Description of the task:
When a line in the data below includes "deer", count it; then give only the total.

Data listing:
____

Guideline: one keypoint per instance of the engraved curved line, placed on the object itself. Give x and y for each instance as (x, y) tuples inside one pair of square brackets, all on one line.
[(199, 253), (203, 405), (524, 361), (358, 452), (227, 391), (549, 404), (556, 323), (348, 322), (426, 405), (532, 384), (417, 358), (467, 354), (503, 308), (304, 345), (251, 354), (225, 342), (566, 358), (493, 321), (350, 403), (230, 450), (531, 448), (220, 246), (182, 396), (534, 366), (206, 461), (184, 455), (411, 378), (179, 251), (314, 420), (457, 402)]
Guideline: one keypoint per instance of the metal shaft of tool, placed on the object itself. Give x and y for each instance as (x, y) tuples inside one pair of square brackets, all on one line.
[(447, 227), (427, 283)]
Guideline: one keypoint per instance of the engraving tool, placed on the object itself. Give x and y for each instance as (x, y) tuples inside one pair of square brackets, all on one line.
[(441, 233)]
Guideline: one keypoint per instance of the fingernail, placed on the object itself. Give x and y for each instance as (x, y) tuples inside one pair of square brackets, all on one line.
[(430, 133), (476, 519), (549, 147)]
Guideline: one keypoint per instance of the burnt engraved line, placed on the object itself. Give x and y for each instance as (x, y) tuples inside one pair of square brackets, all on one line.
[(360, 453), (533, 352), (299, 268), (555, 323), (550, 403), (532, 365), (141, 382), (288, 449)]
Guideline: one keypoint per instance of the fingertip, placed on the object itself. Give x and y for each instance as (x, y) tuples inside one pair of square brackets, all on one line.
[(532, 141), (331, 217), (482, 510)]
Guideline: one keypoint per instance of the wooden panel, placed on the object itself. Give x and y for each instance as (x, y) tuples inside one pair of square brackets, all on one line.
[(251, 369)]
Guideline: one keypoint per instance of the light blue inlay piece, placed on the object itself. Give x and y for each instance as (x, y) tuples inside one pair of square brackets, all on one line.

____

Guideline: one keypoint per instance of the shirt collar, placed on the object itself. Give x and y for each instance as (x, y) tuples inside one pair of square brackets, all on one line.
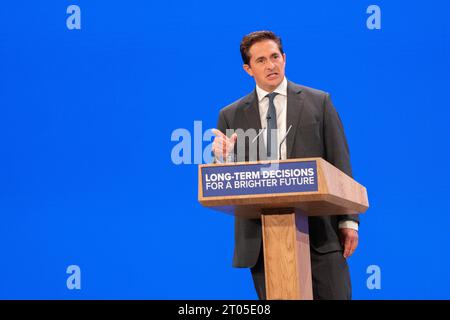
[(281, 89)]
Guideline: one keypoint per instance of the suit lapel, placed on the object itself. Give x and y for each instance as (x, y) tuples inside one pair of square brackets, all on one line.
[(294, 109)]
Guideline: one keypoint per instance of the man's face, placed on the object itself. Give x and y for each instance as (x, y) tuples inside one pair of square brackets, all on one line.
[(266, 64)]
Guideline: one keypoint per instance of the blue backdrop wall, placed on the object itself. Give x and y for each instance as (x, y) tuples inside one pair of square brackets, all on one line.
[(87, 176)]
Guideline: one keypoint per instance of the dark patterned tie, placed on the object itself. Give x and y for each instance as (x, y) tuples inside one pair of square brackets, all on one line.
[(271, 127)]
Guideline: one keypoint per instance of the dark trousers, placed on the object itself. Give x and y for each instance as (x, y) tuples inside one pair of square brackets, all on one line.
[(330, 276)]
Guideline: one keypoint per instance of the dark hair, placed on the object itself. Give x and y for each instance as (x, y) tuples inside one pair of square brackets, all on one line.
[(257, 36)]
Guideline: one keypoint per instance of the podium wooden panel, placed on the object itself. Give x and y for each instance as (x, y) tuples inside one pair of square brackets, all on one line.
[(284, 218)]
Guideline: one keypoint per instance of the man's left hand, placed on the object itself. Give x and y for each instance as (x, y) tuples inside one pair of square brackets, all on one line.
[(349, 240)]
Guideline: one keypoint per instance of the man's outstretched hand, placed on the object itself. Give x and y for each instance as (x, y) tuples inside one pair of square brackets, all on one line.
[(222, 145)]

____

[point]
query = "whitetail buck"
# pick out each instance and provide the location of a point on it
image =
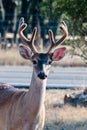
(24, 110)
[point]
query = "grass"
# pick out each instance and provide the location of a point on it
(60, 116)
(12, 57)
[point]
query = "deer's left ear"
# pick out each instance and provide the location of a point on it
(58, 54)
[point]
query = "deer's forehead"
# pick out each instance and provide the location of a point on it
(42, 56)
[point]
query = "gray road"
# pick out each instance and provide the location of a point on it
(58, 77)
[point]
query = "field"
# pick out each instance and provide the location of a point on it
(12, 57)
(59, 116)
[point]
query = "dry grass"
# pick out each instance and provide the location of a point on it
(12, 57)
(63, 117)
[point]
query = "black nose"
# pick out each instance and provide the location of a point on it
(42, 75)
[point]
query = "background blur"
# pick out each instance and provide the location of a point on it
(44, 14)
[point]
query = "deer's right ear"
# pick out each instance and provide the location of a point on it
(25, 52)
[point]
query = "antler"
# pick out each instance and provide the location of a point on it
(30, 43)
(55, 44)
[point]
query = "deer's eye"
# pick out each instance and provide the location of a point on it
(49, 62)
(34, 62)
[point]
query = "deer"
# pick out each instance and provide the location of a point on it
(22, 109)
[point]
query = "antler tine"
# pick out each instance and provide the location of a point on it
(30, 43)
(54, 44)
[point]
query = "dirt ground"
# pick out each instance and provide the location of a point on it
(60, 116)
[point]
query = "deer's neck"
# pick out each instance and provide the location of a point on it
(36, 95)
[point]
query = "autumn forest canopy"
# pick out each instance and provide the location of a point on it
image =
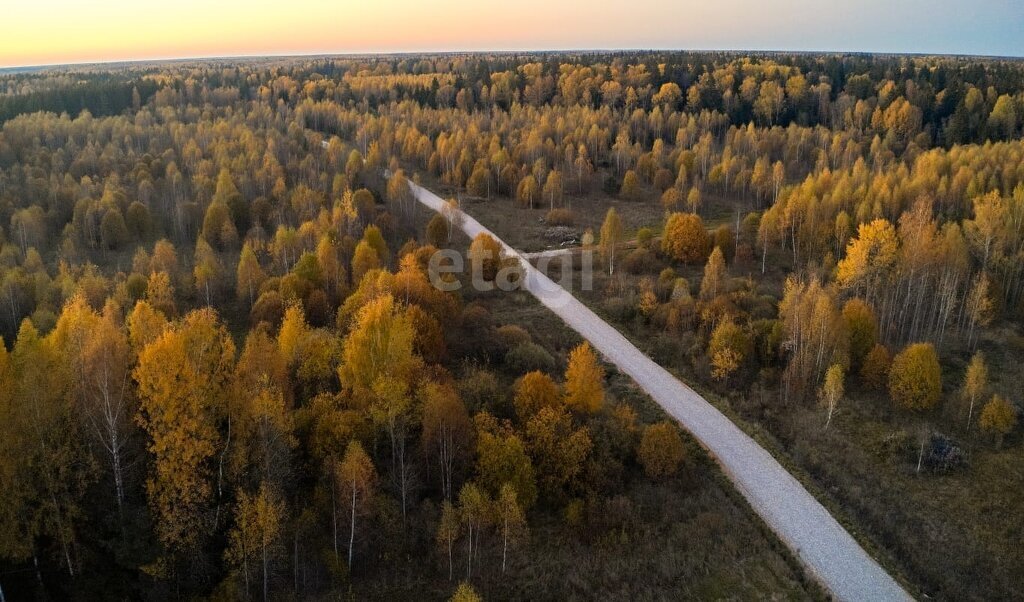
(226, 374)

____

Answer box:
6